- Born: Daniel Robert Hennessey September 11, 1942 New Jersey, U.S.
- Died: November 13, 2024 (aged 82) Kitchener, Ontario, Canada
- Education: Fairleigh Dickinson University
- Occupation: Voice actor
- Years active: 1960s–2005

= Dan Hennessey =

American-born Canadian voice actor (1942–2024)

Daniel Robert Hennessey (September 11, 1942 – November 13, 2024) was an American-born Canadian voice actor. He was best known for voicing Brave Heart Lion in the Care Bears franchise.

In addition to his well-received voice work in Care Bears, he provided the voice for Father Bear in Little Bear, Chief Quimby in Inspector Gadget, George Raccoon and Train Engineer Sid in The Raccoons, Thomson in The Adventures of Tintin, Bully Koopa in The Adventures of Super Mario Bros. 3 and Super Mario World, Zed and Tackleberry in Police Academy and Genghis Rex in Dinosaucers. Aside from voice acting, he was a voice director for the Fox Kids animated superhero television series X-Men, and was originally a part of the comedy troupe Zoo Factory along with Hariet Cohen, John Stocker, Bruce Gordon and Jerelyn Homer.

Hennessey died on November 13, 2024, from complications of Parkinson's disease in Kitchener, Ontario, at the age of 82.

◆ **Exercise**:
Answer these questions from the Dan Hennessey biography above:
1. Which university did Hennessey attend?
2. Which character did he voice in Little Bear?
3. What caused his death?

◆ **Record set**:
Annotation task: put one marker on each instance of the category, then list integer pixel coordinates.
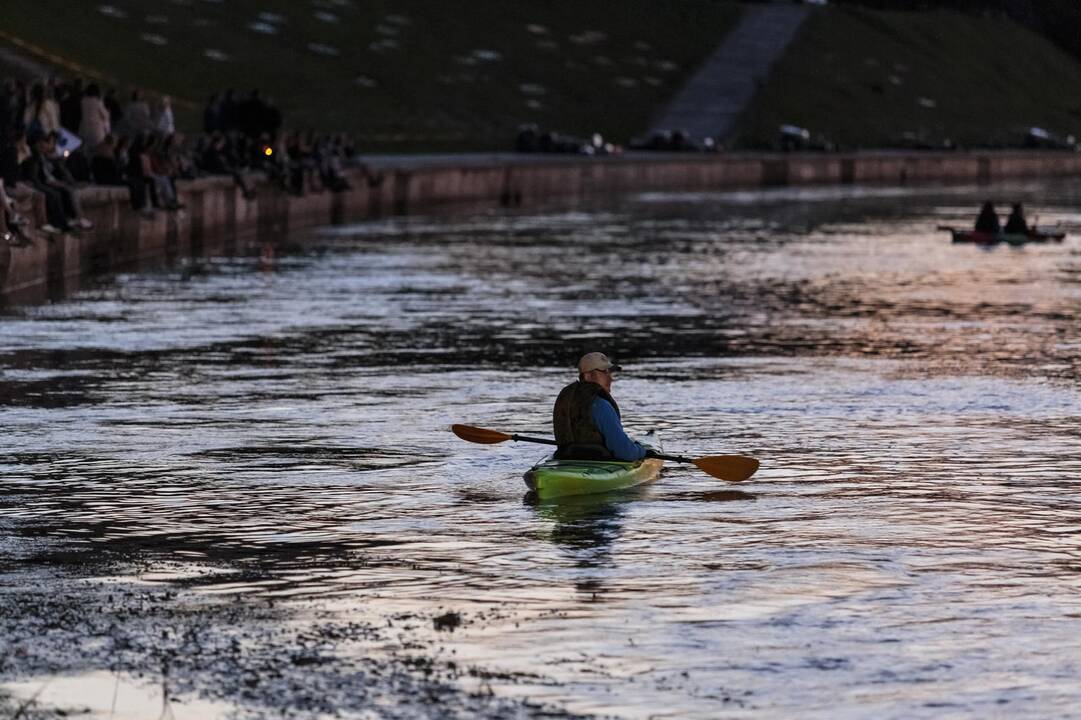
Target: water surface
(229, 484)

---

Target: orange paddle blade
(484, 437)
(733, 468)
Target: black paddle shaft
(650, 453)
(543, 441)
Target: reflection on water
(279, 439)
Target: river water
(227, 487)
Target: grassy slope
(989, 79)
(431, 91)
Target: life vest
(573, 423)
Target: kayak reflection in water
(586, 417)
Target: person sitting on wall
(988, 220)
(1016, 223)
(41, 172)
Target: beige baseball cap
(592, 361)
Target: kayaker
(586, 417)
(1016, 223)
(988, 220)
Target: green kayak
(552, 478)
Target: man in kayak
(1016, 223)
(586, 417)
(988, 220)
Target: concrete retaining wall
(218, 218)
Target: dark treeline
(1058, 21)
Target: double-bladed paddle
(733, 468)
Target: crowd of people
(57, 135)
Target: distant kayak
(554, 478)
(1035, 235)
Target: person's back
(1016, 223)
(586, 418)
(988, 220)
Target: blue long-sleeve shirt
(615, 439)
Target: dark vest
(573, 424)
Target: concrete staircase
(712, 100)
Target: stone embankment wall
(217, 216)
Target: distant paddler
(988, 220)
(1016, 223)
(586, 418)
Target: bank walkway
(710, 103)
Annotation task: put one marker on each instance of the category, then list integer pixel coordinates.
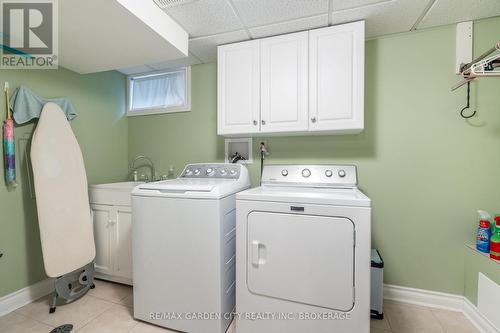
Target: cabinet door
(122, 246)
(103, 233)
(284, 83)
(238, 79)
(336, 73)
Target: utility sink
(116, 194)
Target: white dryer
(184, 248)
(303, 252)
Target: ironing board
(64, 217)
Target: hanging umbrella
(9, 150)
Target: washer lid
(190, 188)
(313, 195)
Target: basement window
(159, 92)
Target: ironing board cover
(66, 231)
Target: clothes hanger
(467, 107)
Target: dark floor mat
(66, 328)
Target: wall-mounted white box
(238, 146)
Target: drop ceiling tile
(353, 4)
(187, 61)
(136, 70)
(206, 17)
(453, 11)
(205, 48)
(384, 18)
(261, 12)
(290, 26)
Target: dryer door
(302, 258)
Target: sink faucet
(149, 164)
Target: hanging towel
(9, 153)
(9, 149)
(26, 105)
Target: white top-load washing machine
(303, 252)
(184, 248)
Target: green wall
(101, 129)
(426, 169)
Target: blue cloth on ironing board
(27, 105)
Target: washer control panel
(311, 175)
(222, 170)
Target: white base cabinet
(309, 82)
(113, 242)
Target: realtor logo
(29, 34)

...

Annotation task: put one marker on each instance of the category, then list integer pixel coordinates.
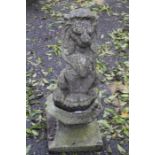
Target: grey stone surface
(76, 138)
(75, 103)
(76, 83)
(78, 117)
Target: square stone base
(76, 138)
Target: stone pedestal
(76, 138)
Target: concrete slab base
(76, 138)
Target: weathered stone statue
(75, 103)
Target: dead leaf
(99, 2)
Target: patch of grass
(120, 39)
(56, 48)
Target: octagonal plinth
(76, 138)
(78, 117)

◆ **Answer space**:
1. Fairleigh Dickinson University
2. Father Bear
3. Complications of Parkinson's disease